Re: [PATCH] Revert default wal_sync_method to fdatasync on Linux 2.6.33+

From: Greg Smith <greg(at)2ndquadrant(dot)com>
To: Tom Lane <tgl(at)sss(dot)pgh(dot)pa(dot)us>
Cc: Marti Raudsepp <marti(at)juffo(dot)org>, pgsql-hackers(at)postgresql(dot)org
Subject: Re: [PATCH] Revert default wal_sync_method to fdatasync on Linux 2.6.33+
Date: 2010-11-05 21:53:37
Message-ID: 4CD47CE1.20800@2ndquadrant.com
Views: Raw Message | Whole Thread | Download mbox | Resend email
Thread:
Lists: pgsql-hackers

Tom Lane wrote:
> If open_dsync is so bad for performance on Linux, maybe it's bad
> everywhere? Should we be rethinking the default preference order?
>

And I've seen the expected sync write performance gain over fdatasync on
a system with a battery-backed cache running VxFS on Linux, because
working open_[d]sync means O_DIRECT writes bypassing the OS cache, and
therefore reducing cache pollution from WAL writes. This doesn't work
by default on Solaris because they have a special system call you have
to execute for direct output, but if you trick the OS into doing that
via mount options you can observe it there too. The last serious tests
of this area I saw on that platform were from Jignesh, and they
certainly didn't show a significant performance regression running in
sync mode. I vaguely recall seeing a set once that showed a minor loss
compared to fdatasync, but it was too close to make any definitive
statement about reordering.

************

• **EXERCISE PROMPT**
Revise the reply on wal_sync_method by writing it out from "And I've seen" up to and including "statement about reordering.", with "fdatasync" changed to "fsync" throughout.

(Dataset excerpts on object pointing)
************

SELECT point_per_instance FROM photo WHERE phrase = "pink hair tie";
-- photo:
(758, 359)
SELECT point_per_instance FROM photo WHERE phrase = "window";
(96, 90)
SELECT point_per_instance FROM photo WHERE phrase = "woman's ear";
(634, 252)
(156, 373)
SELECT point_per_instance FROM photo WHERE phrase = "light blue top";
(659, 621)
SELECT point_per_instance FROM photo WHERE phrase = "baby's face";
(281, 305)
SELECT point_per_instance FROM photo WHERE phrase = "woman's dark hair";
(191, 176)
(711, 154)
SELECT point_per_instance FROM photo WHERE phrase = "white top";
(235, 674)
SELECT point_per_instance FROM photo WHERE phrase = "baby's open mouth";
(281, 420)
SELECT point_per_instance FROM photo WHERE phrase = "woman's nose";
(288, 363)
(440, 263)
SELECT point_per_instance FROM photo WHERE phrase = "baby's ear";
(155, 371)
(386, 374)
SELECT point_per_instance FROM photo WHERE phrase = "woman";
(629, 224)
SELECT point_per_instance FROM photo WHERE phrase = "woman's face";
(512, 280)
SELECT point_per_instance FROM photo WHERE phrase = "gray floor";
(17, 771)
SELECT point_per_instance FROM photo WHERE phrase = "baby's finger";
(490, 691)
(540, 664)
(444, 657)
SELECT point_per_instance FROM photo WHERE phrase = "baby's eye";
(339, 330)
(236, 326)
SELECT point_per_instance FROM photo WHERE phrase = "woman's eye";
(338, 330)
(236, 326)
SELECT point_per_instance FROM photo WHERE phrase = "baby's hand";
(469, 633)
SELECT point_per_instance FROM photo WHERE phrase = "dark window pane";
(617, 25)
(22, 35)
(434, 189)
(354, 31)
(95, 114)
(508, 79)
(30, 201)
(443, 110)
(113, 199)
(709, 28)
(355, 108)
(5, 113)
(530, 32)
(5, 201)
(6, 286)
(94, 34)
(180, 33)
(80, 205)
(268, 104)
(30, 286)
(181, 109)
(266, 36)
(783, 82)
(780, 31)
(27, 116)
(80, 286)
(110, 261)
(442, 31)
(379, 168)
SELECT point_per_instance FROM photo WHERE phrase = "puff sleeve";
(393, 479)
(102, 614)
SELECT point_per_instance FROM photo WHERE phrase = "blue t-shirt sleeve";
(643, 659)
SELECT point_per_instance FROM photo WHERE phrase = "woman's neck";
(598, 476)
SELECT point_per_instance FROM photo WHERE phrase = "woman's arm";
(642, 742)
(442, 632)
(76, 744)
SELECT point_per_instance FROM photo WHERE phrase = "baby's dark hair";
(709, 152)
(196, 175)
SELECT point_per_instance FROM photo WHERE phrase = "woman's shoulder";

************

• **RESPONSE TO THIS TASK**
And I've seen the expected sync write performance gain over fsync on
a system with a battery-backed cache running VxFS on Linux, because
working open_[d]sync means O_DIRECT writes bypassing the OS cache, and
therefore reducing cache pollution from WAL writes. This doesn't work
by default on Solaris because they have a special system call you have
to execute for direct output, but if you trick the OS into doing that
via mount options you can observe it there too. The last serious tests
of this area I saw on that platform were from Jignesh, and they
certainly didn't show a significant performance regression running in
sync mode. I vaguely recall seeing a set once that showed a minor loss
compared to fsync, but it was too close to make any definitive
statement about reordering.